Saved data entries
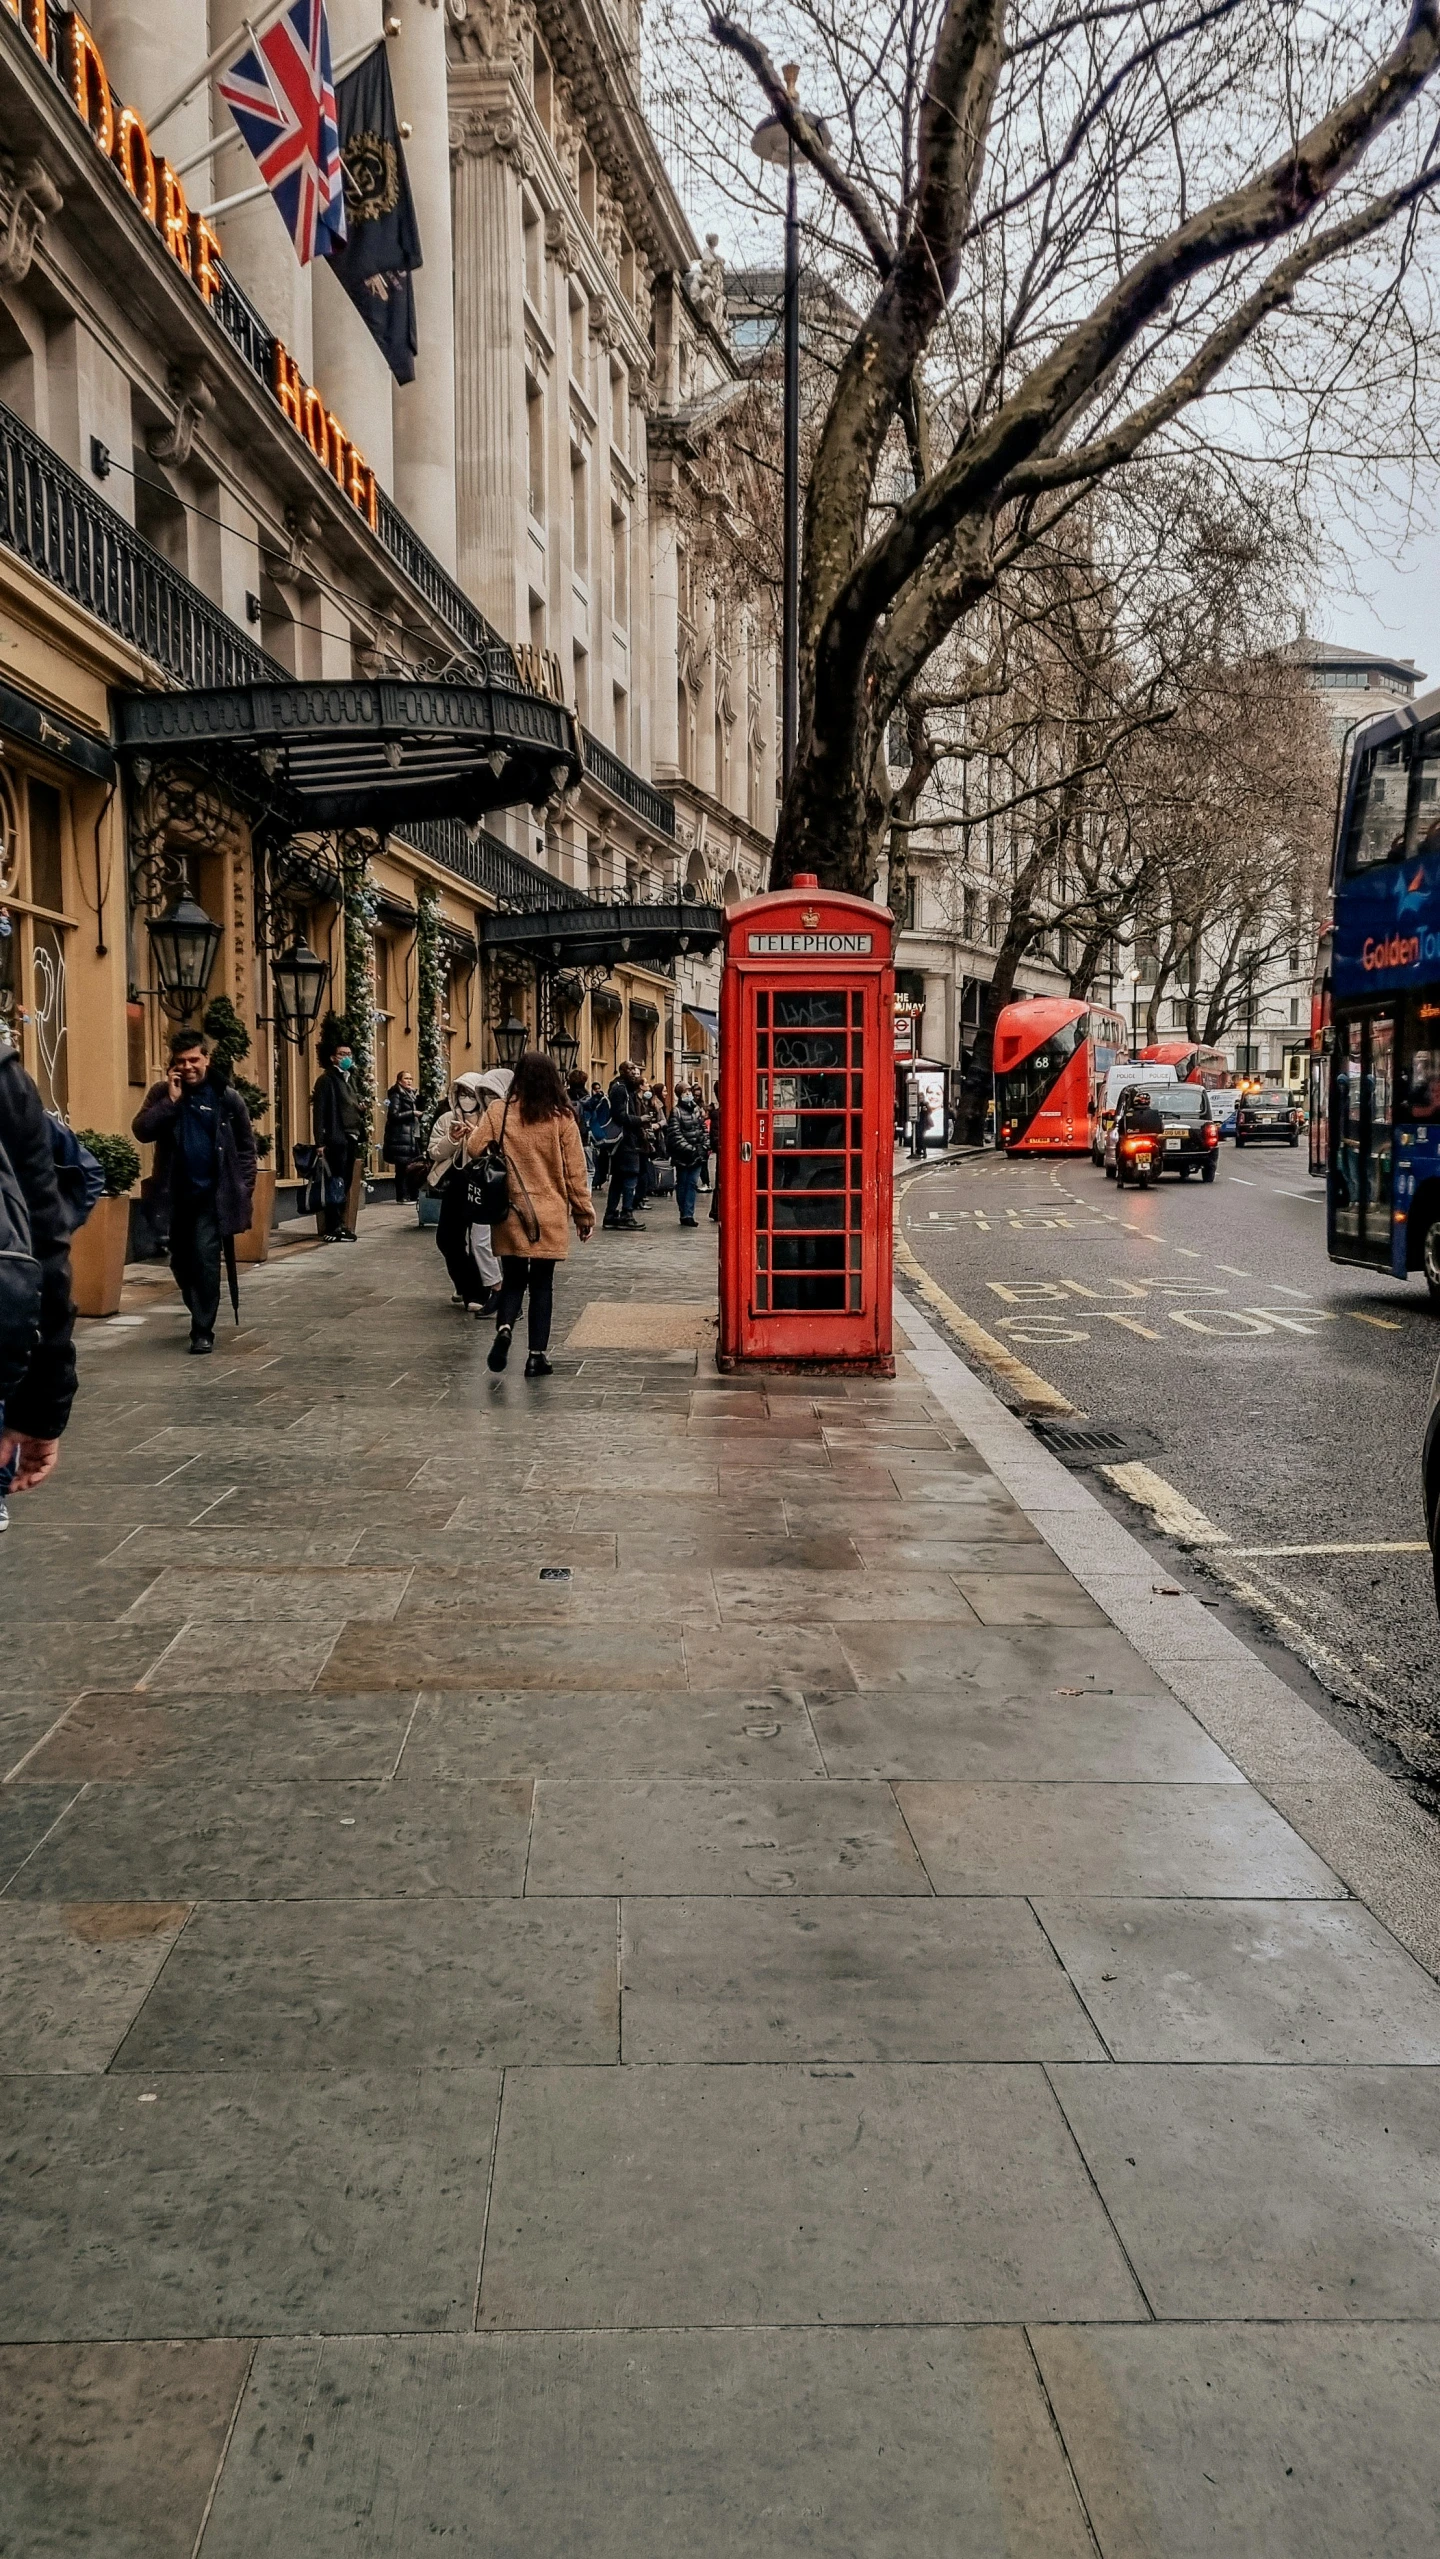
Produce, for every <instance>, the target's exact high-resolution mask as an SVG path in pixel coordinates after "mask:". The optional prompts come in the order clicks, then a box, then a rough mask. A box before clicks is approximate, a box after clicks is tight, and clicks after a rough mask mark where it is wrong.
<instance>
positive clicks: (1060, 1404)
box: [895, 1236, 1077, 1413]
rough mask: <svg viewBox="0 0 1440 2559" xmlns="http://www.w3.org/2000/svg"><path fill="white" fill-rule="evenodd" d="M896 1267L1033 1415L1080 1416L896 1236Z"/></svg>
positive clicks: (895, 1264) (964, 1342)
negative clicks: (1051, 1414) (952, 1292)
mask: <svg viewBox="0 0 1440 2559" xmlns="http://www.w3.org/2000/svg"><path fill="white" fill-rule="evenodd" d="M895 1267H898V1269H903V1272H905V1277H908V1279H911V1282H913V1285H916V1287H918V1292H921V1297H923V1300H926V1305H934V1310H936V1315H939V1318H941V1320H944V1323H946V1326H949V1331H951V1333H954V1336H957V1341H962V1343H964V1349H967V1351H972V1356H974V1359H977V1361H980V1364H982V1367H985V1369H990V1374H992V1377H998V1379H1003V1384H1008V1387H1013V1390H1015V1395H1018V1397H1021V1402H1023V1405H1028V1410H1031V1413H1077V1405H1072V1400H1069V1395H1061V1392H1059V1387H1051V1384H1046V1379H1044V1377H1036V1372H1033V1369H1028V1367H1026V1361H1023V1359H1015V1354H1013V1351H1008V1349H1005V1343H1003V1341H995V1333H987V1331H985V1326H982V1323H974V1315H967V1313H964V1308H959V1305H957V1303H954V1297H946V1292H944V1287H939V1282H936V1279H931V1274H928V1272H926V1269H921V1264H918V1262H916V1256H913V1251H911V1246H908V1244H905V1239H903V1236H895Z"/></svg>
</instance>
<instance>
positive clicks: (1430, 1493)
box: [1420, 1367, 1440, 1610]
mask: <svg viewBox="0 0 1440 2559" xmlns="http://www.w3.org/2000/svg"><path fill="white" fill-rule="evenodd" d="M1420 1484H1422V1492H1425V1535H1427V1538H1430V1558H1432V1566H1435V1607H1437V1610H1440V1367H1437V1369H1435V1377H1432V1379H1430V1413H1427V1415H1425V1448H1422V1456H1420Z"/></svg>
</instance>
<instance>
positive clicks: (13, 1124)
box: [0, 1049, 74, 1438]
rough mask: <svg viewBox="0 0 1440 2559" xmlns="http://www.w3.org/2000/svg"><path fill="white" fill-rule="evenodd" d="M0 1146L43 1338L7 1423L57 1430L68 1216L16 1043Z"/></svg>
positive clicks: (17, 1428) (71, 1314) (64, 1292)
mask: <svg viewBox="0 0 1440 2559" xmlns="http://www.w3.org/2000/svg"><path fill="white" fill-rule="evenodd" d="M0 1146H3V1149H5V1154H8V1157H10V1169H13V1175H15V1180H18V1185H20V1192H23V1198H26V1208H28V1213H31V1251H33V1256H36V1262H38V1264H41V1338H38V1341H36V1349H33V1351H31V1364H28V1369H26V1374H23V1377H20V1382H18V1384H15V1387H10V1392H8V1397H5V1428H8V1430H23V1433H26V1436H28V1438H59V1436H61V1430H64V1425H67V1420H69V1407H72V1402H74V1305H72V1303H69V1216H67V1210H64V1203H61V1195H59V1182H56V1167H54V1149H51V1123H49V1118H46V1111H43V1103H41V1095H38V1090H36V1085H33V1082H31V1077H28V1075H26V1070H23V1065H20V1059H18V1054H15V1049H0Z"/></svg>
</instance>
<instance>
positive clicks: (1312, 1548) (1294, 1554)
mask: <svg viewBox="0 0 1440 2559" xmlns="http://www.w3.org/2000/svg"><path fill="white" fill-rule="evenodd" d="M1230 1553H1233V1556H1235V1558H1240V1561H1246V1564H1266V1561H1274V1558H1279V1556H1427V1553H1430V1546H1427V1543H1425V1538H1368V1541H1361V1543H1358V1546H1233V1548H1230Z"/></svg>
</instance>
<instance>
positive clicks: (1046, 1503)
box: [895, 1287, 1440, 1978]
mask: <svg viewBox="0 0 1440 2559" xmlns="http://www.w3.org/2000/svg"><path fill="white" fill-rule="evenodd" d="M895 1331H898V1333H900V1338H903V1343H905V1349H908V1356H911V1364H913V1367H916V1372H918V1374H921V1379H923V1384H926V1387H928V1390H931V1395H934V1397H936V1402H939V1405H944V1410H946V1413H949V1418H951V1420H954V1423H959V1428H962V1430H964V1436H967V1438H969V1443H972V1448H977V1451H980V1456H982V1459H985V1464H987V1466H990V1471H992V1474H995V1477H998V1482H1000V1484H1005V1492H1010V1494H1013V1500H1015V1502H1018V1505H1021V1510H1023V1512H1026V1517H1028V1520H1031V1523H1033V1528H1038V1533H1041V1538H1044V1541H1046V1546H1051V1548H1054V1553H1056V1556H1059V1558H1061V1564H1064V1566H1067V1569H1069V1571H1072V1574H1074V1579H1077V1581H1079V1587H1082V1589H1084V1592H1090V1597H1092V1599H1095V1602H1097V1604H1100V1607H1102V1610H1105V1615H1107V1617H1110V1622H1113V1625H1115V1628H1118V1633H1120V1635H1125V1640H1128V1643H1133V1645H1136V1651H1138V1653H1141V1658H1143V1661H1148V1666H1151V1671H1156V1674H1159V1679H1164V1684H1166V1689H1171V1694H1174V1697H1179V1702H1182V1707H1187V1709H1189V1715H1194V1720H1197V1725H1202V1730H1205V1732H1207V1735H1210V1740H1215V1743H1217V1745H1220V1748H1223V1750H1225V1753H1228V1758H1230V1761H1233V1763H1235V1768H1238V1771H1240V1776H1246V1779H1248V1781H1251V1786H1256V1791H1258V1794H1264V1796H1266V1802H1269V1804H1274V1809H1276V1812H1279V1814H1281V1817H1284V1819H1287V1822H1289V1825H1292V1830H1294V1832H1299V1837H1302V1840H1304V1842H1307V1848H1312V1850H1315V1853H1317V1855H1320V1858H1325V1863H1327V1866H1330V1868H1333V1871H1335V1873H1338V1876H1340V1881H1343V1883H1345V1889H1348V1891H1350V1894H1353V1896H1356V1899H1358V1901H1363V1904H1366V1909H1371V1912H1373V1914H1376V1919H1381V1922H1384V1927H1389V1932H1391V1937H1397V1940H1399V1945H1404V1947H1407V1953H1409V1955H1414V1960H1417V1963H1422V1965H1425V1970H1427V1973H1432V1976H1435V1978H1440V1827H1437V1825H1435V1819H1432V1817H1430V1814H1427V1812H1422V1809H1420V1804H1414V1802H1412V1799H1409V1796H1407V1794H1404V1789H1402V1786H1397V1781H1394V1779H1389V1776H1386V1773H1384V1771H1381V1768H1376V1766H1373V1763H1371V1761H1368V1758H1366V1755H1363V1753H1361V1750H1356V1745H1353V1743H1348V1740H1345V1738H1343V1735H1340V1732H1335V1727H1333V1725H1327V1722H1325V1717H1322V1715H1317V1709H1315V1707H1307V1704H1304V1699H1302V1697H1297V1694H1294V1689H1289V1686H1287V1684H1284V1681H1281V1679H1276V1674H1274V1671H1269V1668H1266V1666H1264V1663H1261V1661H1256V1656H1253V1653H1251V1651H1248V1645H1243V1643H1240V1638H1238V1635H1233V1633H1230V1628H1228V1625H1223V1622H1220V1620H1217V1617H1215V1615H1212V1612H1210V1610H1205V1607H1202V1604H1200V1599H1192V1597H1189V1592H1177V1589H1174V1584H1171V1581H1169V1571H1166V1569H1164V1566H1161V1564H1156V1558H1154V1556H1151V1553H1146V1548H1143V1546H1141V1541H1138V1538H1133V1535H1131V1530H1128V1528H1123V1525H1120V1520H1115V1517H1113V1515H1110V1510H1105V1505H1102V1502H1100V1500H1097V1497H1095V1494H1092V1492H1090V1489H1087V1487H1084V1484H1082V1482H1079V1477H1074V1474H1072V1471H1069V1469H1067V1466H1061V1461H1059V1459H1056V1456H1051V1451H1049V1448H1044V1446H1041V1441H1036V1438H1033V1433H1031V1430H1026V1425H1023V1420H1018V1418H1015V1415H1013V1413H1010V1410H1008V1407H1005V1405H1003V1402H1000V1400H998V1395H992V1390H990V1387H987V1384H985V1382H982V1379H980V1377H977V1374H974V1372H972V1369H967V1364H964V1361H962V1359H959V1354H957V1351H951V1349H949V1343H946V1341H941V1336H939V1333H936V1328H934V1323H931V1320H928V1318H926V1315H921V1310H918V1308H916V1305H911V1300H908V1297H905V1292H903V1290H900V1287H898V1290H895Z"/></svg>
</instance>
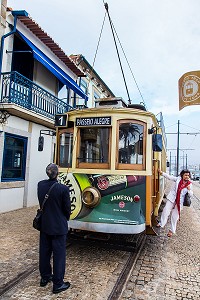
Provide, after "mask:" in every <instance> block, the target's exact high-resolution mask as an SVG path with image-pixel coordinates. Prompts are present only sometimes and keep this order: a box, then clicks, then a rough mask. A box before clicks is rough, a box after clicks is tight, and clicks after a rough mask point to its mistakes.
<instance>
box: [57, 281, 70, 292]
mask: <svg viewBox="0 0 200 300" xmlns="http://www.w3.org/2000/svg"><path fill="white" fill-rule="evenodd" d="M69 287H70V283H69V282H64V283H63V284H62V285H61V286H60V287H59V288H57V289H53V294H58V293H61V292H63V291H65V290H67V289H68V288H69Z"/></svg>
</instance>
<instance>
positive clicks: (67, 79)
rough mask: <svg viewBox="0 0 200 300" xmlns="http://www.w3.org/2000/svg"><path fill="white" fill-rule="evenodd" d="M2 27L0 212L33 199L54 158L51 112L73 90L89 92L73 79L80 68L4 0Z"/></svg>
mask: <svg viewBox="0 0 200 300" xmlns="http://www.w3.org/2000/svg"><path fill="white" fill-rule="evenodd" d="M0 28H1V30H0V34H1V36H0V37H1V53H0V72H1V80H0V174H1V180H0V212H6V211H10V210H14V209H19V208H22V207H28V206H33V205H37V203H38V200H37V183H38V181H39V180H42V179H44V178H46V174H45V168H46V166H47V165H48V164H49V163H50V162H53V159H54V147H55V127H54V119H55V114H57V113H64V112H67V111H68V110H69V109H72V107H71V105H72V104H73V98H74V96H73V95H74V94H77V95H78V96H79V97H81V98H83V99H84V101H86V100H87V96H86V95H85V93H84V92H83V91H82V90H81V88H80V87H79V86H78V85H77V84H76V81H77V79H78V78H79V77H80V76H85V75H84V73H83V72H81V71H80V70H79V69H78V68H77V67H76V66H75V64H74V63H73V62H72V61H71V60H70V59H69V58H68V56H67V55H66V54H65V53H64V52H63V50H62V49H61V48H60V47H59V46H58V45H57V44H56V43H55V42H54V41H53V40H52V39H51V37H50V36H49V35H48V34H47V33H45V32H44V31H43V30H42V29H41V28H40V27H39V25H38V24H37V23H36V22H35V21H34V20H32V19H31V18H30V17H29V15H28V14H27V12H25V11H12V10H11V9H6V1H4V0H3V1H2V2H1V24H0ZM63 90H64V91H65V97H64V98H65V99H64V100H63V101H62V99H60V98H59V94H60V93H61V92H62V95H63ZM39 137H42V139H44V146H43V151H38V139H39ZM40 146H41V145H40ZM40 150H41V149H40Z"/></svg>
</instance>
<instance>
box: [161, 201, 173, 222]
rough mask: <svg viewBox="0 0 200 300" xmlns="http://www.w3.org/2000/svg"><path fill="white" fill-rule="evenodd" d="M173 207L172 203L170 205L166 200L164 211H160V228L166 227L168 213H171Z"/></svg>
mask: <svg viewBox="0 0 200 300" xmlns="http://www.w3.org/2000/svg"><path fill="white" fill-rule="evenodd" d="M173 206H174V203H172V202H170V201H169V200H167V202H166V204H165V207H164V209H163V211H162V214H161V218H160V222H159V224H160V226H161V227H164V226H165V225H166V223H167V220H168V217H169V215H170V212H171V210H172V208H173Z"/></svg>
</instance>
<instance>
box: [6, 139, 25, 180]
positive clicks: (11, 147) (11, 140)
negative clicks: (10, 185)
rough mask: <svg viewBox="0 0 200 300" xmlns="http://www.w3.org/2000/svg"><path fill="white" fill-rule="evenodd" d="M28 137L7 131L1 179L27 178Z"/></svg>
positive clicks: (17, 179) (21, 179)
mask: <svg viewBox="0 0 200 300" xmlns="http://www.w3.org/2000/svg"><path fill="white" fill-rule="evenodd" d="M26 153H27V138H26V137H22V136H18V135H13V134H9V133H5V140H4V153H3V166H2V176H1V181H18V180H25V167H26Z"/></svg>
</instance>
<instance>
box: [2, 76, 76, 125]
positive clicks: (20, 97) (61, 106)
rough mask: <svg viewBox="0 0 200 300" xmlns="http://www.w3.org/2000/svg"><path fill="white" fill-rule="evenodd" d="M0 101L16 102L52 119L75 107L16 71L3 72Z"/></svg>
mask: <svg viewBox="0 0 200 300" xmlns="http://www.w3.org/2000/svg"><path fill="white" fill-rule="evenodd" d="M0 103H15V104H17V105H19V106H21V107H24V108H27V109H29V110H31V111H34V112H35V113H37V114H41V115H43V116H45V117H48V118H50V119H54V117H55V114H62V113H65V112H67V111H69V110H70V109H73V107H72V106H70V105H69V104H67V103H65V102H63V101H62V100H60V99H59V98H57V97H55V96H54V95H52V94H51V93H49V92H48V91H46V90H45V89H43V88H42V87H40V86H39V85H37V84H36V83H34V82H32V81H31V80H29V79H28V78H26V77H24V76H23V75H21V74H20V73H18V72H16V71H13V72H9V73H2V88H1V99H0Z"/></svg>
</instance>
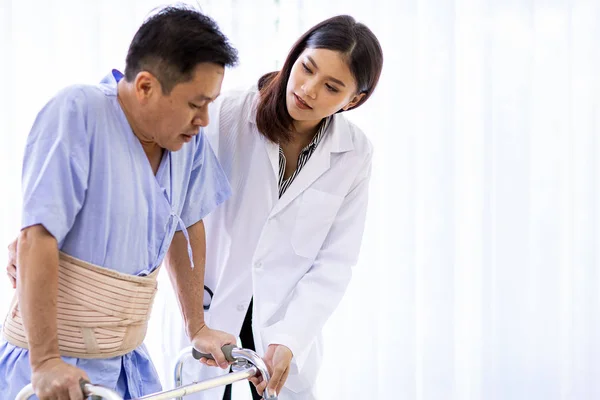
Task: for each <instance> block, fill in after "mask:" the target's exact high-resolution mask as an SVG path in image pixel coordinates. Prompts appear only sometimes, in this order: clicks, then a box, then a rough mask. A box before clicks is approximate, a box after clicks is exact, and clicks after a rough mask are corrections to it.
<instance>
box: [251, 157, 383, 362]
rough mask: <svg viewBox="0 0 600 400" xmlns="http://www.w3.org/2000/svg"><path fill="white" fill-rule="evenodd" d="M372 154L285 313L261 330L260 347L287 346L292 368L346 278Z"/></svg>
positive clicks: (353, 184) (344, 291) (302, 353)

:: WHAT THE TASK ASKS ::
What lines in the data above carry "every"? Return them all.

:: REPLY TO THE EXERCISE ::
Produce, for every <instance>, the target's exact high-resolution mask as an SVG path in pixel coordinates after "mask:". The optional prompts come in the order clicks, then a box, then a rough mask. A box before clicks is approximate, a box after clicks is tight, and clicks after a rough mask mark where it is wrong.
Provide, after "mask:" in every <instance> block, the target's exact high-resolution mask as an SVG path with image-pixel coordinates. Prompts are present only sometimes and keep this order: a box, then clicks, then a rough mask. A box before clicks is rough, a box after clicks is tight, and clicks after a rough mask point to its mistakes.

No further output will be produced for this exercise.